PROMPT =>
Render the records as a two-column CSV with the header request,boxes and one row per request: the request's text in one quoted field and its answer in the other, with line breaks turned into spaces. Begin at the line that contains "saddle you can see.", stop after the line that contains "[83,106,104,142]", and include only those records.

DATA SECTION =>
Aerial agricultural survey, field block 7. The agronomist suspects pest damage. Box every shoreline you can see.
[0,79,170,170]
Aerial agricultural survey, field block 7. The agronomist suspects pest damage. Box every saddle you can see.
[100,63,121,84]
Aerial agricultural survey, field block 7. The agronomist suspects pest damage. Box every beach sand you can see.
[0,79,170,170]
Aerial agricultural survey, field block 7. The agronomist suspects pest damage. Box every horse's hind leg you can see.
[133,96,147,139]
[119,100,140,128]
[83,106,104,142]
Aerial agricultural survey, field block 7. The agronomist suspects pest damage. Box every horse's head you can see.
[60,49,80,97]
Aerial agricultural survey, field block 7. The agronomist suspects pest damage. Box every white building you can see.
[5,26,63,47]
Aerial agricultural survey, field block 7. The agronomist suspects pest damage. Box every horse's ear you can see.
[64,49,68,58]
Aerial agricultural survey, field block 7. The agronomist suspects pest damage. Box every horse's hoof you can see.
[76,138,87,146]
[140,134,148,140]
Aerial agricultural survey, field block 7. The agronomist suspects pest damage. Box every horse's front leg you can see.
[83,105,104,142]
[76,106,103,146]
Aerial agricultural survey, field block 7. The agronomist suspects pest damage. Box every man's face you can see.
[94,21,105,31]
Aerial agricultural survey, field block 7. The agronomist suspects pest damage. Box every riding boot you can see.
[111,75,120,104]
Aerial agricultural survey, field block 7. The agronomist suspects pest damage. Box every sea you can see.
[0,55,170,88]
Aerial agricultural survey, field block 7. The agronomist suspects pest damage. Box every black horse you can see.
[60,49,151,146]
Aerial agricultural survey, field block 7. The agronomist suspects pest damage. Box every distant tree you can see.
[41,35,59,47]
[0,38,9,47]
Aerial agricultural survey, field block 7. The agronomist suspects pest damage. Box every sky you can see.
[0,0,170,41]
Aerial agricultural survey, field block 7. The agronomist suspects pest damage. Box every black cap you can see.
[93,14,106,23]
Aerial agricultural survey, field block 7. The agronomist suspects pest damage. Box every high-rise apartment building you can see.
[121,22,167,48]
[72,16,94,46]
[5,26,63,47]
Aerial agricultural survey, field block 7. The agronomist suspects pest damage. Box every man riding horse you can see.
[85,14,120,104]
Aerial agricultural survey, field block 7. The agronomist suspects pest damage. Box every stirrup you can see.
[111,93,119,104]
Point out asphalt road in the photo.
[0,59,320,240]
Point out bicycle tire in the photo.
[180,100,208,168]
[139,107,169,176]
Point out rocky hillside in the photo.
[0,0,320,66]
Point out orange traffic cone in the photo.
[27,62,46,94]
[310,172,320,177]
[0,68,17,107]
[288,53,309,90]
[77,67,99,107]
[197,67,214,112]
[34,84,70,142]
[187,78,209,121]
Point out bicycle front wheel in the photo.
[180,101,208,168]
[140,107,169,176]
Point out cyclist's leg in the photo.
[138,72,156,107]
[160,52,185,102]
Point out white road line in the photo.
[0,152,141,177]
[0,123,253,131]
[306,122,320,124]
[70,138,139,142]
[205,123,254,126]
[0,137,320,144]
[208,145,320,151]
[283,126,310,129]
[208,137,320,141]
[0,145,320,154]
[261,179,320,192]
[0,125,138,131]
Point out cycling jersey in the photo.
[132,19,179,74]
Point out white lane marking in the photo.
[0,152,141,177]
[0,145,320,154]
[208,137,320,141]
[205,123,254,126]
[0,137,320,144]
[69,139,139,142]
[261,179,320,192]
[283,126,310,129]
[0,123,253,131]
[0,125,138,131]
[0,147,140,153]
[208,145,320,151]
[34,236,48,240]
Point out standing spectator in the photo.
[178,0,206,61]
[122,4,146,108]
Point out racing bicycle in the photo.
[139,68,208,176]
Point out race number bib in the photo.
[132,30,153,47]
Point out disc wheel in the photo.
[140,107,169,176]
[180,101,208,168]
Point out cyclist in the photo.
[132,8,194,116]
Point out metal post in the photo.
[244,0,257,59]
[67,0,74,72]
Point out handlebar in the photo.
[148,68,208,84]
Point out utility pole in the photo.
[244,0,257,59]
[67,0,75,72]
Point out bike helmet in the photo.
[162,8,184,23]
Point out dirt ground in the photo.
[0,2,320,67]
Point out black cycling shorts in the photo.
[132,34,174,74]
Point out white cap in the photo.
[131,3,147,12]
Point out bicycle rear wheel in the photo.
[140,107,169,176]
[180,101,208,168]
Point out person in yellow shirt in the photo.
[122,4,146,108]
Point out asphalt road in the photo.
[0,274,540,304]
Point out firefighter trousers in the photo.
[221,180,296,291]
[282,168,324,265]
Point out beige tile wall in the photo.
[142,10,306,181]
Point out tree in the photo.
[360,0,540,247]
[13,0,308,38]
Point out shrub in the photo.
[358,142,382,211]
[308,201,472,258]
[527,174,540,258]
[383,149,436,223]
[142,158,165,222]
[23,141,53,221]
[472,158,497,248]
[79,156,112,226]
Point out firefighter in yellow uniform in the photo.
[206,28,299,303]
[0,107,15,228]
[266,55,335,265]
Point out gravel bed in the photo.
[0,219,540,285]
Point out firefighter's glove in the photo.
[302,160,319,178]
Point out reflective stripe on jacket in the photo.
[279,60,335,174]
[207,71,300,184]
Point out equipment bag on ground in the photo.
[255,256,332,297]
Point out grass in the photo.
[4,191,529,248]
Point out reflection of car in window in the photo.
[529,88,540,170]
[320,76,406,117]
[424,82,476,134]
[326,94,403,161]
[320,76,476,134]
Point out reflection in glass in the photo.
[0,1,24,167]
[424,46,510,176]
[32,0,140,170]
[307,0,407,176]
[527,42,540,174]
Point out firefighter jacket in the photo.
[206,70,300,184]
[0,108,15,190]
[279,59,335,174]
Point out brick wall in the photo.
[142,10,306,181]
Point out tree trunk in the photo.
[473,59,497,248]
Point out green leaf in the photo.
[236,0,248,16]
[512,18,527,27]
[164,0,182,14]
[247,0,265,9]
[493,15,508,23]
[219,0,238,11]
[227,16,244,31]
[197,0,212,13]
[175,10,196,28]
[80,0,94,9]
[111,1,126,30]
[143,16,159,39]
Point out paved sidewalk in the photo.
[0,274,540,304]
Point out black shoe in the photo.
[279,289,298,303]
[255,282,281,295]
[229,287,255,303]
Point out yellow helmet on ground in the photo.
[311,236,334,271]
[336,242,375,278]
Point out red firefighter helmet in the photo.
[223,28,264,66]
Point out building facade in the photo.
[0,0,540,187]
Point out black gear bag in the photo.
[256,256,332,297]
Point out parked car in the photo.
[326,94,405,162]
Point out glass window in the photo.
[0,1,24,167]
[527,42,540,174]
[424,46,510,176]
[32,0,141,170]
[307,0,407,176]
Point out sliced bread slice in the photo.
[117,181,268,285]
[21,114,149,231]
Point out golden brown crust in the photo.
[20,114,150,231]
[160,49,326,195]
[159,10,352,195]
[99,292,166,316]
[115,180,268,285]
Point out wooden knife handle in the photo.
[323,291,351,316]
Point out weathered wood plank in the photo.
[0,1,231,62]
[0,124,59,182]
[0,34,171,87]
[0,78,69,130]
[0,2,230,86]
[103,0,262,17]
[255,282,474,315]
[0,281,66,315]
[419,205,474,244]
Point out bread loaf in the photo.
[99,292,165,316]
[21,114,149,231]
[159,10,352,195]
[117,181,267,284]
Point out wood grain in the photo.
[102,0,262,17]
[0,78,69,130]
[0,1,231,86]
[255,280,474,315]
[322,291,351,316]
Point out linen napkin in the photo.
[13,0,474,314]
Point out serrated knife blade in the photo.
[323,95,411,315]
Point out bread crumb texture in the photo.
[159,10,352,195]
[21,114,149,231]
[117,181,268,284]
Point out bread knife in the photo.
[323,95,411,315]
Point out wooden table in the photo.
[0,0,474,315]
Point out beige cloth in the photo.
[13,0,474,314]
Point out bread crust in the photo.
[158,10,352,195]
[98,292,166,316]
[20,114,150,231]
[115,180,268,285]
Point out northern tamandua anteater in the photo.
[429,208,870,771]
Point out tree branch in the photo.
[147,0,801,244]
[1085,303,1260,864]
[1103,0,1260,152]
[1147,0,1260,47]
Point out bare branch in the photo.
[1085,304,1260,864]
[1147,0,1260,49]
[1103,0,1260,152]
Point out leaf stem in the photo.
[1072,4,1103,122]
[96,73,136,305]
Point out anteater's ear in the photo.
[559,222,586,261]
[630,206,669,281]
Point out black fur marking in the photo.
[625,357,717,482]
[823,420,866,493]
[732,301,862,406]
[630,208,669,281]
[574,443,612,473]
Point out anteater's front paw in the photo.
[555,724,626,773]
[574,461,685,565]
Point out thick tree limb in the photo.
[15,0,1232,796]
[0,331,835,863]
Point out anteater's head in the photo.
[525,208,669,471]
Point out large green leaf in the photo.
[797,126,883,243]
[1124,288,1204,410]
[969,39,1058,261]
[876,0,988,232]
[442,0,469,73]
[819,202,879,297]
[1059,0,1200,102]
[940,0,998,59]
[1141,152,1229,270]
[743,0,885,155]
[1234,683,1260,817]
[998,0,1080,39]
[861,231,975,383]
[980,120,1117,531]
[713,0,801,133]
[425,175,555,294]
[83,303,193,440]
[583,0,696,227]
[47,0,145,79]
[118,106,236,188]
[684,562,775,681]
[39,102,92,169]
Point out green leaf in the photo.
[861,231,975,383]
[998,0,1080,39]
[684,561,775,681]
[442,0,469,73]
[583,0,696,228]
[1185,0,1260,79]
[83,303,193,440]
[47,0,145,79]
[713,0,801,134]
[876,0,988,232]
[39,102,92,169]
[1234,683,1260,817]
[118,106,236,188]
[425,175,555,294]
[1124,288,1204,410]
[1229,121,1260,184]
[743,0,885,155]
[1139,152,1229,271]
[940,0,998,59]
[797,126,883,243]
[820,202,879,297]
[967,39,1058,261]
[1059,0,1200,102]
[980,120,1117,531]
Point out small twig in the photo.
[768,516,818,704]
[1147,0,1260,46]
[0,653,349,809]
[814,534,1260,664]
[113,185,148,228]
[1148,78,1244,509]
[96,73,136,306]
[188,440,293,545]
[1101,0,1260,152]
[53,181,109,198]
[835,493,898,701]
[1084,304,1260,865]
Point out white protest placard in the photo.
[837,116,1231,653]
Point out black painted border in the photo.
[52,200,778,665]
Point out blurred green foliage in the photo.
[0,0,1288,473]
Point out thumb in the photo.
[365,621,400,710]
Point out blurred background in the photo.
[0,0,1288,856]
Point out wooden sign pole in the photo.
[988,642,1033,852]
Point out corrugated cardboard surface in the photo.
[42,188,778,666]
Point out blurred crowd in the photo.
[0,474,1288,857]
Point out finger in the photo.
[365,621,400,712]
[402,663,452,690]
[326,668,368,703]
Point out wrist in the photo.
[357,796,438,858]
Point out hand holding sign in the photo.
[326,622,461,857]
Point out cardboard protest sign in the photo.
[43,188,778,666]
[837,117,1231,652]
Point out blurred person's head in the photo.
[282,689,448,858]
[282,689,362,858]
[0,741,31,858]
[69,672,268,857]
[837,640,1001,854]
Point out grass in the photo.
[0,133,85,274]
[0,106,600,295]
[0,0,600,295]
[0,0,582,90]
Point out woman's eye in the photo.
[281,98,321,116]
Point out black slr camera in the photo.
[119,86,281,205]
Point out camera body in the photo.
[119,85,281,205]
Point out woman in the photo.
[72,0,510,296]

RESULT OF THE TASK =>
request,boxes
"Aerial agricultural survey, field block 7. The agronomist suspects pest damage. Box every saddle you can see.","[100,63,121,84]"
"Aerial agricultural survey, field block 7. The agronomist suspects pest damage. Box every beach sand you can see.","[0,79,170,170]"
"Aerial agricultural survey, field block 7. The agronomist suspects pest damage. Box every horse's hind leg you can see.","[133,96,147,139] [119,100,140,128] [83,106,104,142]"